[Records from a collection]
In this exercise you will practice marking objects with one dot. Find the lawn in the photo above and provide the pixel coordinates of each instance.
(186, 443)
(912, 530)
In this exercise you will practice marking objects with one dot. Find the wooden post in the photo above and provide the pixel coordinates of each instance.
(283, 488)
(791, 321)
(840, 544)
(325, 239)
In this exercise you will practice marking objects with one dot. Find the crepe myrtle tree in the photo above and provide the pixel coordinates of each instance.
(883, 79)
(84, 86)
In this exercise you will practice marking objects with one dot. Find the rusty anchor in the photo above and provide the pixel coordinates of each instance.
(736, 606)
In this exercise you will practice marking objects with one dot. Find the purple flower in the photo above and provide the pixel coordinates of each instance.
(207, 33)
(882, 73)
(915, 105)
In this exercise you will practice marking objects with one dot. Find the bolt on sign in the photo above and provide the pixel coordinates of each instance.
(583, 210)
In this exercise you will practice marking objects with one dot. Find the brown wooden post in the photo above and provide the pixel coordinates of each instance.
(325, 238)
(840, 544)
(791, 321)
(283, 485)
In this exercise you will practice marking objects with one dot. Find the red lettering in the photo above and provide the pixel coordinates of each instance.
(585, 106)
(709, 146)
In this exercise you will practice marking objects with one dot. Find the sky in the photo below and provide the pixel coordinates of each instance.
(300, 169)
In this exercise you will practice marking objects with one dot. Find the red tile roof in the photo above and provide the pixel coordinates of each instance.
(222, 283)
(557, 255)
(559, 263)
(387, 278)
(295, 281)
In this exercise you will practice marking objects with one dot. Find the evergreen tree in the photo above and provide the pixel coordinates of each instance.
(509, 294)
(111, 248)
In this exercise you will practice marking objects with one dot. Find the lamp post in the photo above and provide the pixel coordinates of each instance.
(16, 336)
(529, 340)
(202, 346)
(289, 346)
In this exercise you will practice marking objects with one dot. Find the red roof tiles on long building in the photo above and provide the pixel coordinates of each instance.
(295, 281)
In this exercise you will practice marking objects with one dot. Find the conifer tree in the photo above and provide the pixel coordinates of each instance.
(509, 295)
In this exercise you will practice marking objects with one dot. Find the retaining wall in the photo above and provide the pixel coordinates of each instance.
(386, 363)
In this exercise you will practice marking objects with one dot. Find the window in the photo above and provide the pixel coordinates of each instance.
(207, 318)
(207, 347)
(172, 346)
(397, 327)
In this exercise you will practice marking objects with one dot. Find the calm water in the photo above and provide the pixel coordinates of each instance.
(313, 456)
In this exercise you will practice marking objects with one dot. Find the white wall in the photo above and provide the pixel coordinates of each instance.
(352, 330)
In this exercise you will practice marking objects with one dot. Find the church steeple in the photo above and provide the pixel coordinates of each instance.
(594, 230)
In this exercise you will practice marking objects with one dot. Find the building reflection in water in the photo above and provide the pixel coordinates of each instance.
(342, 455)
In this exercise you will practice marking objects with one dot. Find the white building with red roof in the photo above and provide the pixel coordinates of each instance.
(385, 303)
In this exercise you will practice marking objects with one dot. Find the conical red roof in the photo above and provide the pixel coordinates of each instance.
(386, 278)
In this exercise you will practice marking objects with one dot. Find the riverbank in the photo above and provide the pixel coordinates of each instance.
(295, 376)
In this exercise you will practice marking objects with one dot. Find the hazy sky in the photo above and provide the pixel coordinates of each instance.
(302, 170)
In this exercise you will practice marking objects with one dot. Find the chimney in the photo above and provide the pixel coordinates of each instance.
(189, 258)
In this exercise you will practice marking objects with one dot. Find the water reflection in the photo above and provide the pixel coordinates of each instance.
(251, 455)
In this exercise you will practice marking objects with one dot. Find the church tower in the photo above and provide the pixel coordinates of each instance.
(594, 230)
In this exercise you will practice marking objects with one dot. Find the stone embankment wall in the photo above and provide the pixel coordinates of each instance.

WHAT IS EXPECTED
Recast every line of the listing above as a JSON list of strings, one string per line, leaving out any blank lines.

TASK RESPONSE
[
  "In this exercise you will practice marking objects with one dot. Find the lawn in the photo above and provide the pixel coordinates of each instance.",
  "(186, 443)",
  "(912, 530)",
  "In this exercise you will practice marking objects with one dot. Find the wooden post in the photo above and provide the pixel coordinates of each instance.",
  "(283, 488)",
  "(791, 321)",
  "(840, 544)",
  "(325, 239)",
  "In this exercise you will practice marking objects with one dot. Find the crepe myrtle tree in the photo above and provide the pixel coordinates of each instance.",
  "(883, 79)",
  "(84, 86)",
  "In this exercise you will practice marking objects with one dot. Find the rusty anchor in the photo above and provide the pixel coordinates of each instance.",
  "(736, 606)",
  "In this exercise you will practice marking objects with one dot. Find the purple flower in the photo above and provide the pixel coordinates of each instance.",
  "(207, 33)",
  "(882, 73)",
  "(915, 105)",
  "In this exercise you will practice marking objects with one dot. Find the bolt on sign in the photo above and provide the pixel coordinates of each instance.",
  "(583, 210)",
  "In this exercise you will practice marking objects with one dot. Find the brown wooden post in the photo above and provide the pixel coordinates of each instance.",
  "(325, 238)",
  "(840, 544)",
  "(791, 321)",
  "(283, 485)",
  "In this exercise you will practice marking objects with one dot. Find the red lettering in the photo above and provide the pixel coordinates of each instance.",
  "(585, 106)",
  "(709, 146)",
  "In this exercise you will practice marking objects with one dot. Find the sky in the photo below and provide the pixel coordinates of each instance.",
  "(300, 169)",
  "In this exercise you will practice marking objects with one dot. Find the red tile roof in the photo above and provide the pixel coordinates of each instance.",
  "(222, 283)",
  "(557, 255)",
  "(559, 263)",
  "(387, 278)",
  "(295, 281)",
  "In this exercise you will practice marking objects with one dot. Find the evergreen tree in the photo above and provide the pixel coordinates of each instance.",
  "(509, 294)",
  "(111, 248)",
  "In this exercise you will practice marking objects with one dot. Find the lamp post in the photo above and provide the pixel coordinates of each instance.",
  "(16, 336)",
  "(529, 340)",
  "(202, 346)",
  "(289, 346)",
  "In this exercise you will practice marking objects with one dot. Find the red roof tiles on long building in the photo above and provide the pixel coordinates of each instance.",
  "(295, 281)",
  "In this exercise you will practice marking objects with one dot. Find the conifer tree in the photo above and provide the pixel coordinates of each instance.",
  "(509, 295)",
  "In this exercise you will practice marking objects with one dot. Find the retaining wall in the photo above and provide the pixel coordinates of each instance.",
  "(386, 363)",
  "In this exercise you will practice marking objects with one dot. Find the window in the photo above and provide the pixel coordinates of each instance.",
  "(207, 318)",
  "(207, 347)",
  "(172, 346)",
  "(397, 327)",
  "In this exercise you will practice marking objects with one dot. Find the calm water in the photo above and provide the pixel coordinates of each instance.",
  "(313, 456)",
  "In this exercise you will practice marking objects with one dot. Find the white wall in the photo above and provide the pixel coordinates of each instance.",
  "(352, 330)",
  "In this exercise you will practice marking objects with one dot. Find the church steeple in the photo above and provide the pixel coordinates of each instance.",
  "(594, 230)",
  "In this exercise you will practice marking objects with one dot. Find the building reflection in water in the photo above and provide the pixel coordinates of each instance.",
  "(342, 455)",
  "In this exercise you will practice marking objects with one dot. Find the white building with red roof in the photo above and provide the pixel coordinates of each instance.",
  "(385, 303)",
  "In this exercise you will practice marking objects with one dot. Find the conical red roof in the photo above and provide the pixel coordinates of each instance.",
  "(386, 278)",
  "In this exercise you will practice marking objects with one dot. Find the riverbank in the photo above and provide the pixel coordinates of each instance.",
  "(295, 376)",
  "In this exercise you will practice marking objects with one dot. Find the hazy sky in the photo above and provide the pixel coordinates of each instance.",
  "(302, 170)",
  "In this exercise you will practice marking objects with one dot. Find the chimney in the photo above and provide the pixel coordinates of each instance.",
  "(189, 258)",
  "In this exercise you will practice marking objects with one dot. Find the water reflection in the photo above and provide the pixel coordinates of each instance.",
  "(251, 455)",
  "In this exercise you will practice marking objects with one dot. Find the church tower in the photo above and provide the pixel coordinates of each instance.",
  "(594, 230)",
  "In this exercise you will practice marking objects with one dot. Find the stone embankment wall in the photo above and provide the pixel coordinates of each instance."
]